A run of records
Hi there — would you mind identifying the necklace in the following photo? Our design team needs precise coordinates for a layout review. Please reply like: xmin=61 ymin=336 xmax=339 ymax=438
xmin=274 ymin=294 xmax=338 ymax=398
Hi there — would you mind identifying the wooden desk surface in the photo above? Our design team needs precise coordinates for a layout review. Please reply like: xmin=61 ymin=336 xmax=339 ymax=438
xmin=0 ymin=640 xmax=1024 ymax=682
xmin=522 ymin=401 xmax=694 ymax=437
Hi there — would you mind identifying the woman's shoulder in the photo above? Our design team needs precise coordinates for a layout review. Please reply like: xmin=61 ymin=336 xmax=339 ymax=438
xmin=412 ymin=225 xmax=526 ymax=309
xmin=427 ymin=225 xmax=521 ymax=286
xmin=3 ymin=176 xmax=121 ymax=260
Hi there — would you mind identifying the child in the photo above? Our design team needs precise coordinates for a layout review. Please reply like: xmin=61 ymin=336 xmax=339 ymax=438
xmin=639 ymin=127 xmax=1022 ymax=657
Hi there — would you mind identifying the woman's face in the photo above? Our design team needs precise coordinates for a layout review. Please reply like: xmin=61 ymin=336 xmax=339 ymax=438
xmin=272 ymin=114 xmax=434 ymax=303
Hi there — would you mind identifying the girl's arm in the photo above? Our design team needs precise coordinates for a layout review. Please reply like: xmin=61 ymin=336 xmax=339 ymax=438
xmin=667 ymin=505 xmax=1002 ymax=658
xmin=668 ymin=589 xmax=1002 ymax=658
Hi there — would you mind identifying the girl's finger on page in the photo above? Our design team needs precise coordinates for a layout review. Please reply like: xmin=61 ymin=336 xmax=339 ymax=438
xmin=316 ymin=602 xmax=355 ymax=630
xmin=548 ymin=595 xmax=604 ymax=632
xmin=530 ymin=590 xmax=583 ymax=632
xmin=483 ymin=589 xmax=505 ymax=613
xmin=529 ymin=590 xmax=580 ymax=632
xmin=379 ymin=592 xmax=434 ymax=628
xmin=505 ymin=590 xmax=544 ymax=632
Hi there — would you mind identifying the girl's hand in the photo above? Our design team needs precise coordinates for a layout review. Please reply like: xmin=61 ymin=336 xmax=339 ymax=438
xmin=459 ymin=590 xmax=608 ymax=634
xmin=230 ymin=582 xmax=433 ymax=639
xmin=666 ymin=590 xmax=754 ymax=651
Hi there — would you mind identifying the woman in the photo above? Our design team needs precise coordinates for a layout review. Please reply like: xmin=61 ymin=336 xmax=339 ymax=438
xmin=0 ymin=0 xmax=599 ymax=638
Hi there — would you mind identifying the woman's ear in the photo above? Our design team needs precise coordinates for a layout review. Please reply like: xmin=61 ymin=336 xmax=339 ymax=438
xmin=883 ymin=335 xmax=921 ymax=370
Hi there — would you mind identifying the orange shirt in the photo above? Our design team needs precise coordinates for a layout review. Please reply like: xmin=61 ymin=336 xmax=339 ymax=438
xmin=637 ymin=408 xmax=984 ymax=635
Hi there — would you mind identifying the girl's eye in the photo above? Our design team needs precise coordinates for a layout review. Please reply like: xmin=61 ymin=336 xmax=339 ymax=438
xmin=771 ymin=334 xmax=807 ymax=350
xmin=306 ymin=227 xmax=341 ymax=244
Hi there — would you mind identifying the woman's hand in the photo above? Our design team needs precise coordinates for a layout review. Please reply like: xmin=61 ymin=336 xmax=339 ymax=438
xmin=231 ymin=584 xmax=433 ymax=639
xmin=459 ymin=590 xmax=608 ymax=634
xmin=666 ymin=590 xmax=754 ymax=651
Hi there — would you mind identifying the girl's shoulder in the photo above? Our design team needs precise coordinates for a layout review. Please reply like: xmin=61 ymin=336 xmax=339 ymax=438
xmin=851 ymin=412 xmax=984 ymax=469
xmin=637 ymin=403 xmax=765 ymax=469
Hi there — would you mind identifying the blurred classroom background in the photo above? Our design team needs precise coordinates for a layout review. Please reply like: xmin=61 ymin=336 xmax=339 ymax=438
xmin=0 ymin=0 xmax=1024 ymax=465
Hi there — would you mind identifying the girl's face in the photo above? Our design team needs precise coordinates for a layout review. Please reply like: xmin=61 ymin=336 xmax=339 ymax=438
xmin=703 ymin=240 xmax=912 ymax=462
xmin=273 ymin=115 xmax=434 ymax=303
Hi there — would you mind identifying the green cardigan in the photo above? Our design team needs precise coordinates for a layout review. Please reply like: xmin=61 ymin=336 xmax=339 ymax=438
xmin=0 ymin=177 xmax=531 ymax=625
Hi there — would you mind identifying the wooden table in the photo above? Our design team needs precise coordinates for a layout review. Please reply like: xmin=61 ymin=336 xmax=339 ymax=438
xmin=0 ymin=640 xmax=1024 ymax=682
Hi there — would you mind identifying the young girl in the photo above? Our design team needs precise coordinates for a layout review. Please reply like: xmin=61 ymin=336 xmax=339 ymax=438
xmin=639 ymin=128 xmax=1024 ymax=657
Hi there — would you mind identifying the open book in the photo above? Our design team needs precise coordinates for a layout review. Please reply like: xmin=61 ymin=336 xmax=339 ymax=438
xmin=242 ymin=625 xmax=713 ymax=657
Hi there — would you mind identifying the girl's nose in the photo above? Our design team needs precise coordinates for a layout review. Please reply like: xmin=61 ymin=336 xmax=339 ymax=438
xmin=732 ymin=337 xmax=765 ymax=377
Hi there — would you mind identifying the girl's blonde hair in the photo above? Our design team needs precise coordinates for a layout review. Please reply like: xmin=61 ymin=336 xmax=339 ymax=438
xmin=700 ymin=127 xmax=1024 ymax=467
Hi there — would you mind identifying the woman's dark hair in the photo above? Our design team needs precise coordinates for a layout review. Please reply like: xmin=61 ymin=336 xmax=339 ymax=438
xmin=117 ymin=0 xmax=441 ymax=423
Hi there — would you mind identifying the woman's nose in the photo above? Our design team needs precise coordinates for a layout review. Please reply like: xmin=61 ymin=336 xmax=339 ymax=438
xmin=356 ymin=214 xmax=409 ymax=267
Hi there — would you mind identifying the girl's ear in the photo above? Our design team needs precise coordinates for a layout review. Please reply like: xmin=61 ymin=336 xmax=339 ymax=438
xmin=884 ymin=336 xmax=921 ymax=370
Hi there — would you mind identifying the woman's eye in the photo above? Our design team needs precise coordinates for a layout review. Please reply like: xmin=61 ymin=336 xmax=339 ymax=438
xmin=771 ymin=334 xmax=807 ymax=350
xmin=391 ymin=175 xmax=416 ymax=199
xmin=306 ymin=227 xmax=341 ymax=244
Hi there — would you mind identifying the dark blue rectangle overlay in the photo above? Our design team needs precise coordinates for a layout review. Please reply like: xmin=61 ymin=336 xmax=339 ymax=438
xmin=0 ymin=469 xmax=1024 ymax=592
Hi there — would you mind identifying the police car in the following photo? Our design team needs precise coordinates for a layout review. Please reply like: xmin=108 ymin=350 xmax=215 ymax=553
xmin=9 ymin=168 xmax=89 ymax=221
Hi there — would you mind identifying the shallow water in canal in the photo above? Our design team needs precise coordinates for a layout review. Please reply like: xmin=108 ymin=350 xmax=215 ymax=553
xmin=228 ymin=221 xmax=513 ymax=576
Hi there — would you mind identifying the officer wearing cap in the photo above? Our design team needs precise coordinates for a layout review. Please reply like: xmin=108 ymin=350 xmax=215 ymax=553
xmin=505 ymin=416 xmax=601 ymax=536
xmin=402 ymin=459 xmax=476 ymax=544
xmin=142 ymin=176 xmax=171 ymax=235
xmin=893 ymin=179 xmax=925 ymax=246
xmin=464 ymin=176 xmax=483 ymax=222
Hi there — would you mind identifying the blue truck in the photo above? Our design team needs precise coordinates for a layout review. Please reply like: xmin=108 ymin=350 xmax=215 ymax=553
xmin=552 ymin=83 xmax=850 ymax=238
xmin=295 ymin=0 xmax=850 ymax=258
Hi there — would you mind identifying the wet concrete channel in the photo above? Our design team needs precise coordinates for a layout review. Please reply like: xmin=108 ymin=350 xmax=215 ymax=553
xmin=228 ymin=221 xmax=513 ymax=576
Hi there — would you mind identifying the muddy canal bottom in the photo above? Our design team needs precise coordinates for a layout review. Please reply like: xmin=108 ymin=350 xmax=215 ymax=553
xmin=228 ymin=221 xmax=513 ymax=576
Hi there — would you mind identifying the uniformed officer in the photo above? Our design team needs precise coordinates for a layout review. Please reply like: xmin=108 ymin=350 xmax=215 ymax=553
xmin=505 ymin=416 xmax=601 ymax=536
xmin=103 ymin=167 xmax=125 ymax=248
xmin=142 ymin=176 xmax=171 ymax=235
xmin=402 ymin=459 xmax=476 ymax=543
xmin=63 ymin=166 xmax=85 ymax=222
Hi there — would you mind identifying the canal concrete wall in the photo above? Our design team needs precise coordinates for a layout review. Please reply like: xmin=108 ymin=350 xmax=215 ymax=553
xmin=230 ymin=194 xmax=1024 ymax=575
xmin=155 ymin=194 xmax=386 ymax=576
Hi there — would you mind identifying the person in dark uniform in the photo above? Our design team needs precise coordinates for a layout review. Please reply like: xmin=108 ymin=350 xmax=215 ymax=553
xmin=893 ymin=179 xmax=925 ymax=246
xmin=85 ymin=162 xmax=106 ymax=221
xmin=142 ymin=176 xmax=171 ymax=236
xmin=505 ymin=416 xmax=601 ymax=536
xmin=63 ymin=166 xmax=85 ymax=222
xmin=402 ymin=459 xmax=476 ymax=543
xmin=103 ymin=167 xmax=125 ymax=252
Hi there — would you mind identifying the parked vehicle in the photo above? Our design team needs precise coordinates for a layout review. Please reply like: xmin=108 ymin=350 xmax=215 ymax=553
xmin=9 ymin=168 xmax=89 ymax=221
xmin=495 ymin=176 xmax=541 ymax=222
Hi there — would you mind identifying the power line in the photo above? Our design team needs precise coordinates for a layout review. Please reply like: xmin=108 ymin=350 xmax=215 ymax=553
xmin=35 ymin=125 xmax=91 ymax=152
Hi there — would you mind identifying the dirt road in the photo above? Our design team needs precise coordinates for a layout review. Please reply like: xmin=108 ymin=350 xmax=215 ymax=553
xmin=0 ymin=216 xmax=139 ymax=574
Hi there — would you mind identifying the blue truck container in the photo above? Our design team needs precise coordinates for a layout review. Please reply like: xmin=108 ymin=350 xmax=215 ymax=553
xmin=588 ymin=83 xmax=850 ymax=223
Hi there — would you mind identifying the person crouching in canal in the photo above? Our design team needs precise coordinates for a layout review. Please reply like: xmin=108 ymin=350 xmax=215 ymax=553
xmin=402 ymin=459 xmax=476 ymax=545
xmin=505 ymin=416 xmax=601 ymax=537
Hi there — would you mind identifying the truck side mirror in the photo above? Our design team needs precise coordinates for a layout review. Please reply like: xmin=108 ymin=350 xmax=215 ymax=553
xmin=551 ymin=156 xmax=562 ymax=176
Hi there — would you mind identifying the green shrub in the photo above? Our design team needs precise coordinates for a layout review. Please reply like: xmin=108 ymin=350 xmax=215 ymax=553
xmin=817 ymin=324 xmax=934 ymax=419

**Your instructions**.
Go through the data lines starting at the one containing "Hi there — would you mind identifying the girl's nose" and ending at the one containing "xmin=356 ymin=214 xmax=409 ymax=267", and give them again with "design team" changed to "product team" and nothing else altered.

**Expected answer**.
Hi there — would you mind identifying the girl's nose in the photo above? Our product team needs precise coordinates for a layout review. Please reply like: xmin=61 ymin=336 xmax=339 ymax=438
xmin=732 ymin=337 xmax=765 ymax=377
Hi there — would you mind identifying the girl's blonde hair in the photo above? Our product team needs precise coordinates for a layout review. Please reply like: xmin=61 ymin=336 xmax=339 ymax=438
xmin=700 ymin=127 xmax=1024 ymax=467
Hi there — would you mind identifying the woman's dark hair in the photo above? Our product team needs precise coordinates for a layout review. Please reply like: xmin=61 ymin=336 xmax=339 ymax=438
xmin=117 ymin=0 xmax=441 ymax=423
Hi there — would you mind identifying the woman's nose in the photo above? Our product team needs precise coordinates for a layout review. Please reply like: xmin=61 ymin=336 xmax=339 ymax=438
xmin=356 ymin=214 xmax=409 ymax=267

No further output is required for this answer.